***** Pasaje citado

Recuerdo que el primer día, tras la primera visita a los pequeños hogares que componen el centro, mi padre dijo que, si queríamos, podíamos dejarlo…: nos quedamos y regresamos dos veranos más. Cuando eres muy joven y todo es confuso y nada te satisface, ni tú mismo a ti mismo, recibí el precioso don de desplazarme de mi ombligo para descubrir que en darte a los demás está el sentido de la vida, la belleza de existir y el camino que, pase lo que pase, siempre estará abierto para devolverte a la cordura.
Un mes de agosto entre cuerpos deformados hasta lo inexplicable, niños autistas que se autolesionan y golpean, seres que parecen creados por un dios errático y en cuyo corazón y en cuyas caricias, sin embargo, encontrabas la cercanía del Dios verdadero, el viviente, el del amor, es algo que marca tu manera de entender tu lugar en el mundo.

**********
***** Líneas mostradas

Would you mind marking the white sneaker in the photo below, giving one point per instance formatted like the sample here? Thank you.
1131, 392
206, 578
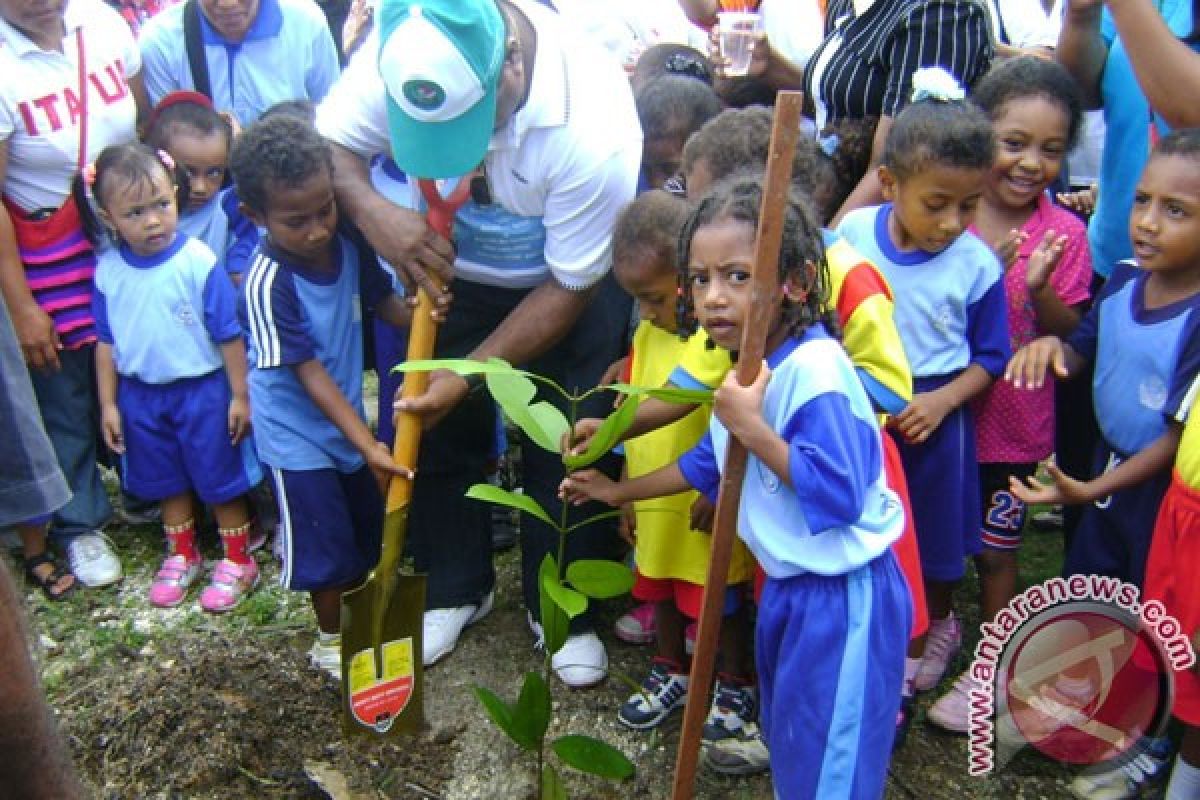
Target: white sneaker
328, 656
443, 626
93, 560
581, 662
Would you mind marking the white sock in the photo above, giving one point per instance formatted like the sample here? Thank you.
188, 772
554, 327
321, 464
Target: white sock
1185, 781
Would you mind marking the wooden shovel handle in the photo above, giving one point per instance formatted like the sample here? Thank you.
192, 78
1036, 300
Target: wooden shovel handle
765, 278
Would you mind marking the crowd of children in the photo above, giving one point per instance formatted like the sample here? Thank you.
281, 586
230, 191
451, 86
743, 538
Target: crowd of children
895, 431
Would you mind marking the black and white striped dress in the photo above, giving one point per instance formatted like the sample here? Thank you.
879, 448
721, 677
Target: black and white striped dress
865, 64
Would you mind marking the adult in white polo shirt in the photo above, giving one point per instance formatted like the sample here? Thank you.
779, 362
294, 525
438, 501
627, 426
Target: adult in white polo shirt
459, 83
258, 53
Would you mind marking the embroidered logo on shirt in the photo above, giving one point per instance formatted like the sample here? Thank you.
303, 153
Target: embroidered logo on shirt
424, 94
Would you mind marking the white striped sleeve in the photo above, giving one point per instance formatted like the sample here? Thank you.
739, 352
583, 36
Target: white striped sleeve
275, 317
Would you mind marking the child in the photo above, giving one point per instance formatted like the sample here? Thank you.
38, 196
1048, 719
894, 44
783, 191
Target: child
171, 370
815, 510
671, 555
949, 310
300, 306
671, 108
1035, 110
185, 125
1141, 335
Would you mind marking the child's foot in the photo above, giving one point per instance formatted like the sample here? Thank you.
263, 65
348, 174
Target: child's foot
735, 707
663, 691
327, 654
231, 583
941, 647
172, 581
637, 626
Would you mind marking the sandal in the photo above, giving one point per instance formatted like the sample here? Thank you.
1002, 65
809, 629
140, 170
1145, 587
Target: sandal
49, 582
231, 583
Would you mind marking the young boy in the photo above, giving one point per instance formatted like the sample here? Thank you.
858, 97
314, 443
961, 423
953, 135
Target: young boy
1143, 336
301, 312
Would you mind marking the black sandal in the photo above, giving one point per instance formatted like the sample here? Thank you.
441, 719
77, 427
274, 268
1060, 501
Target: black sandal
51, 579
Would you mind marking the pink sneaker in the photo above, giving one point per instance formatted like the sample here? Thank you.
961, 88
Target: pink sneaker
953, 709
231, 583
172, 581
942, 644
637, 626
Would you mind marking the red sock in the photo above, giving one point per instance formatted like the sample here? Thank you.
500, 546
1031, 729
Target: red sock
181, 540
237, 543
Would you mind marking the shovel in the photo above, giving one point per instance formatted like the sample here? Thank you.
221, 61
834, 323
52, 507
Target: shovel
382, 619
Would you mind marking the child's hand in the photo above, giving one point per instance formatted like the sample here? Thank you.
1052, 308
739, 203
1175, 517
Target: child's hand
239, 419
739, 407
1065, 489
576, 440
922, 417
1029, 366
588, 485
702, 512
1043, 262
111, 426
383, 467
1083, 202
1008, 247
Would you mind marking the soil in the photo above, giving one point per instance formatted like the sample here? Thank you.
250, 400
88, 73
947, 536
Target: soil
195, 707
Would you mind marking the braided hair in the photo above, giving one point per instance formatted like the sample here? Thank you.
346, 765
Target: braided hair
802, 251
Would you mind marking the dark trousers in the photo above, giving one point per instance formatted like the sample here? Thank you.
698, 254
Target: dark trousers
449, 535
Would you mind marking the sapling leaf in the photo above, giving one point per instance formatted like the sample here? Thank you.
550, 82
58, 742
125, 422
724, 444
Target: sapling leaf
544, 423
502, 715
553, 619
570, 601
599, 578
667, 394
489, 493
552, 785
606, 435
532, 711
592, 756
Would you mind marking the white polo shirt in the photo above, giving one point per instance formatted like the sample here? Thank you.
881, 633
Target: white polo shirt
40, 108
559, 170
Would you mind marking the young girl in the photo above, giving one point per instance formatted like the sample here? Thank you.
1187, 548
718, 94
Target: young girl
834, 614
1036, 114
171, 370
185, 125
670, 553
951, 313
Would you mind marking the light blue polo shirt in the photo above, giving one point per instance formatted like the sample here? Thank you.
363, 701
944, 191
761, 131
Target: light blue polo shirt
1127, 142
288, 54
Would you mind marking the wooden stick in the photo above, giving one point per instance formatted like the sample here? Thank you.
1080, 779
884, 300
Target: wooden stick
754, 342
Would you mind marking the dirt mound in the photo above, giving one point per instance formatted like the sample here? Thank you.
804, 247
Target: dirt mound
213, 716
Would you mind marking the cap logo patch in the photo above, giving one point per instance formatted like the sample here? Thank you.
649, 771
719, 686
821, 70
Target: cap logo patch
424, 94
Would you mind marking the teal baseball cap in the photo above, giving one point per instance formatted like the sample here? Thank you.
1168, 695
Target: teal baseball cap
441, 64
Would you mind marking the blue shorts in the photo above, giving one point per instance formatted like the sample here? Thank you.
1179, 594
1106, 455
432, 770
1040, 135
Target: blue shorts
1114, 534
331, 524
177, 439
829, 651
943, 488
1003, 512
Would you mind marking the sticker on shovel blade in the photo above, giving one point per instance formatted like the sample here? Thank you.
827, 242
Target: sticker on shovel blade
376, 703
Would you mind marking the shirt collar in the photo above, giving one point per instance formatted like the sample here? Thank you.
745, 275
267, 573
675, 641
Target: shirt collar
549, 100
268, 23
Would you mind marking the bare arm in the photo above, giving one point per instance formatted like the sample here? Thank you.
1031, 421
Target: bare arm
1081, 48
35, 329
1168, 70
400, 235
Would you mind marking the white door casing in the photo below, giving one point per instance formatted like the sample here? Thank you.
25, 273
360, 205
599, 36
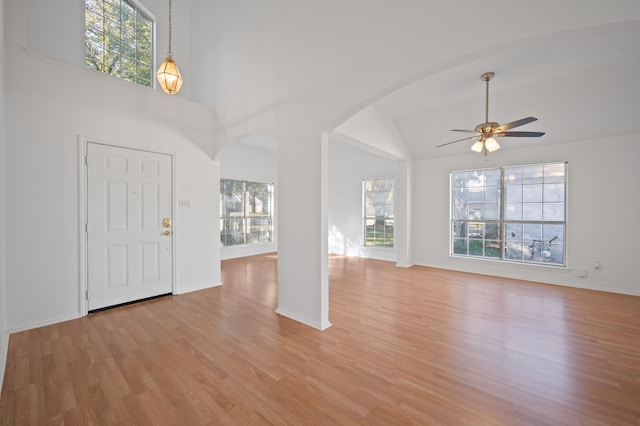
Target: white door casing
129, 242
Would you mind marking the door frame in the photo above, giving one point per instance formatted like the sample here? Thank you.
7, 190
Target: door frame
83, 278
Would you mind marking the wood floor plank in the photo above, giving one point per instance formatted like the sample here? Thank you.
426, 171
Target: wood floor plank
407, 346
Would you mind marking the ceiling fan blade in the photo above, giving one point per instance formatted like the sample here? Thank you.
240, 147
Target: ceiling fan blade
516, 123
520, 134
459, 140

**********

● **Partes del ejercicio**
1) Responde a estas preguntas sobre el pasaje:
(a) ¿Cuántos veranos más regresaron al centro?
(b) ¿Qué dijo el padre el primer día, tras la primera visita?
(c) ¿En qué mes transcurre la estancia entre cuerpos deformados y niños autistas?
2) Reescribe el pasaje desde "Un mes de agosto" hasta "en el mundo." y sustituye "agosto" por "julio".
3) Prosigue, por favor, el pasaje sobre los veranos en el centro a partir de su última frase.
Las líneas proceden de otra fuente.

● **Tareas resueltas**
1)
(a) Dos veranos más.
(b) Que, si querían, podían dejarlo.
(c) En agosto.

2)
Un mes de julio entre cuerpos deformados hasta lo inexplicable, niños autistas que se autolesionan y golpean, seres que parecen creados por un dios errático y en cuyo corazón y en cuyas caricias, sin embargo, encontrabas la cercanía del Dios verdadero, el viviente, el del amor, es algo que marca tu manera de entender tu lugar en el mundo.

3)
De entre todas las experiencias, una permaneció en mí especialmente. Fue la amistad con Maria dos Remédios. Era mayor que yo. Había sido secretaria. Guardaba una caja con fotos de lo que había sido su vida: alta, guapa, con clase, siempre sonriente. Había tenido novio: portugués de mandíbula morena y copioso pelo azabache peinado hacia atrás. Todo su pasado, también su novio, estaba en esa caja de fotos. Una enfermedad degenerativa había deformado su cuerpo hasta convertirlo en un sarmiento seco, enroscado, sin forma definible. Y luego estaban los dolores, y el no poder hablar, ni tragar, ni sostener el cuello para dirigir la mirada en movimiento libre. Y los espasmos imprevisibles. Desde el principio un lenguaje desconocido medió entre ella y yo. La quería; éramos amigos sin más; nos entendíamos más allá de las pocas letras que podía apuntar con su dedo en una tabla.
Muchas veces salíamos en su silla -sujeta por mil vendas- a pasear por el bosque. Nos deteníamos al borde del valle, nos dábamos la mano y contemplábamos la caída del sol, como si al mirarlo juntos estuviésemos viendo nuestras almas, eso que no se puede alcanzar con los ojos y sólo intuye el corazón.
Al acabar la jornada, pasaba por su módulo para darle un beso y acariciar su pelo durante unos minutos antes de dormir.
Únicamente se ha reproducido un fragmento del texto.